──────── Records supplied ────────

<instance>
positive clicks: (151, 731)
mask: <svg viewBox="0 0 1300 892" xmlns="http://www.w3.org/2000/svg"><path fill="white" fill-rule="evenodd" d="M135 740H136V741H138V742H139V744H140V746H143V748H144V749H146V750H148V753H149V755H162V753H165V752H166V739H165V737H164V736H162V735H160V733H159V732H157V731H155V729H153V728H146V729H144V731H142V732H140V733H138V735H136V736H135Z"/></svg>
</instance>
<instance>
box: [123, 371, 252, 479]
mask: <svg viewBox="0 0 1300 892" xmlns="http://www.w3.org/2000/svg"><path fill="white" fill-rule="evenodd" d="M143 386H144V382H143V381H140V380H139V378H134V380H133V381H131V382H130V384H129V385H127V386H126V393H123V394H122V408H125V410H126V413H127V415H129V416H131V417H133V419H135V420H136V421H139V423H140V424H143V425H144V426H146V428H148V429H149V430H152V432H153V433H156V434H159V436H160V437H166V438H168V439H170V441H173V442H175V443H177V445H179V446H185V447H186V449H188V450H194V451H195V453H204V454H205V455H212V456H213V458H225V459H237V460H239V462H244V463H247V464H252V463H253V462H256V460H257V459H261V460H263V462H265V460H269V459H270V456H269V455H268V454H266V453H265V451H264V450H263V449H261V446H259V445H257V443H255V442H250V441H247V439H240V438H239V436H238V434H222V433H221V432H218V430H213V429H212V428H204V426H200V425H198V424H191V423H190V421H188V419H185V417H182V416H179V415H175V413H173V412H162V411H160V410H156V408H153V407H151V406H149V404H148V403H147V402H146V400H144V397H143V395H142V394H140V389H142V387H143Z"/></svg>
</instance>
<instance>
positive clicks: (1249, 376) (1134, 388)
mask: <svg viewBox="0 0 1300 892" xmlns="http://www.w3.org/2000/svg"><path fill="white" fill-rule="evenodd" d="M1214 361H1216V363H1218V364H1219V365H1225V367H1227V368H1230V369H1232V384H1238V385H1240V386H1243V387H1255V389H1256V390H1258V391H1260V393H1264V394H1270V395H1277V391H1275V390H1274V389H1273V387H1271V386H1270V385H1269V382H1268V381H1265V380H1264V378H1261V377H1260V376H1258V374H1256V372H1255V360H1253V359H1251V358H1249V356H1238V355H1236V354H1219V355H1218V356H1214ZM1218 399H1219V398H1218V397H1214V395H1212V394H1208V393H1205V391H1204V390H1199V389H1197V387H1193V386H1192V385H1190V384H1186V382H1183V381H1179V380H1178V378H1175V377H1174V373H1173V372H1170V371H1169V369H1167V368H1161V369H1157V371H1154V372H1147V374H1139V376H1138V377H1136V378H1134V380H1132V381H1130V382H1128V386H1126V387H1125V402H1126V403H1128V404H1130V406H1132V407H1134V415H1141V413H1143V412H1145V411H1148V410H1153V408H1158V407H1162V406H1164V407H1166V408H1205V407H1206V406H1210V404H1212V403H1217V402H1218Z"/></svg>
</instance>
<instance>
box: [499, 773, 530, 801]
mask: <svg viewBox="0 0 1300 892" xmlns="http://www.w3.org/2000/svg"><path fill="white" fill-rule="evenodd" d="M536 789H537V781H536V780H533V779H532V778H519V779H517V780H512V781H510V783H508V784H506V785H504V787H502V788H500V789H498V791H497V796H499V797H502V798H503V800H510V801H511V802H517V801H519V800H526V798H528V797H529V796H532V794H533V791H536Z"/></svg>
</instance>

────────

• _Assignment_
Give the data again, exactly as it appears above.

• _Exercise result_
<instance>
positive clicks: (151, 731)
mask: <svg viewBox="0 0 1300 892" xmlns="http://www.w3.org/2000/svg"><path fill="white" fill-rule="evenodd" d="M135 740H136V741H138V742H139V744H140V746H143V748H144V749H146V750H148V753H149V755H162V753H165V752H166V739H165V737H164V736H162V735H160V733H159V732H157V731H155V729H153V728H146V729H144V731H142V732H140V733H138V735H136V736H135Z"/></svg>
</instance>
<instance>
box: [123, 371, 252, 479]
mask: <svg viewBox="0 0 1300 892" xmlns="http://www.w3.org/2000/svg"><path fill="white" fill-rule="evenodd" d="M143 386H144V382H143V381H140V380H139V378H134V380H133V381H131V382H130V384H129V385H127V386H126V393H123V394H122V408H125V410H126V413H127V415H129V416H131V417H133V419H135V420H136V421H139V423H140V424H143V425H144V426H146V428H148V429H149V430H152V432H153V433H156V434H159V436H160V437H166V438H168V439H170V441H173V442H175V443H177V445H179V446H185V447H186V449H188V450H194V451H195V453H204V454H205V455H212V456H213V458H225V459H237V460H239V462H244V463H247V464H252V463H253V462H256V460H257V459H261V460H263V462H265V460H269V459H270V456H269V455H268V454H266V453H265V451H264V450H263V449H261V446H259V445H257V443H255V442H250V441H247V439H240V438H239V436H238V434H222V433H221V432H218V430H213V429H212V428H204V426H200V425H198V424H191V423H190V421H188V419H185V417H182V416H179V415H175V413H173V412H162V411H160V410H156V408H153V407H151V406H149V404H148V403H147V402H146V400H144V397H143V395H142V394H140V389H142V387H143Z"/></svg>
</instance>
<instance>
positive clicks: (1249, 376) (1134, 388)
mask: <svg viewBox="0 0 1300 892" xmlns="http://www.w3.org/2000/svg"><path fill="white" fill-rule="evenodd" d="M1214 361H1216V363H1218V364H1219V365H1225V367H1227V368H1230V369H1232V384H1238V385H1240V386H1243V387H1255V389H1256V390H1258V391H1260V393H1264V394H1270V395H1277V391H1275V390H1274V389H1273V387H1271V386H1270V385H1269V382H1268V381H1265V380H1264V378H1261V377H1260V376H1258V374H1256V372H1255V360H1253V359H1251V358H1249V356H1238V355H1236V354H1219V355H1218V356H1214ZM1218 399H1219V398H1218V397H1214V395H1212V394H1208V393H1205V391H1204V390H1199V389H1197V387H1193V386H1192V385H1190V384H1186V382H1183V381H1179V380H1178V378H1175V377H1174V373H1173V372H1170V371H1169V369H1167V368H1161V369H1157V371H1154V372H1147V374H1139V376H1138V377H1136V378H1134V380H1132V381H1130V382H1128V386H1126V387H1125V402H1126V403H1128V404H1130V406H1132V407H1134V415H1141V413H1143V412H1145V411H1148V410H1153V408H1158V407H1162V406H1164V407H1166V408H1205V407H1206V406H1210V404H1212V403H1217V402H1218Z"/></svg>
</instance>
<instance>
box: [499, 773, 530, 801]
mask: <svg viewBox="0 0 1300 892" xmlns="http://www.w3.org/2000/svg"><path fill="white" fill-rule="evenodd" d="M536 789H537V781H536V780H533V779H532V778H519V779H517V780H512V781H510V783H508V784H506V785H504V787H502V788H500V789H498V791H497V796H499V797H502V798H503V800H510V801H511V802H517V801H519V800H526V798H528V797H529V796H532V794H533V791H536Z"/></svg>
</instance>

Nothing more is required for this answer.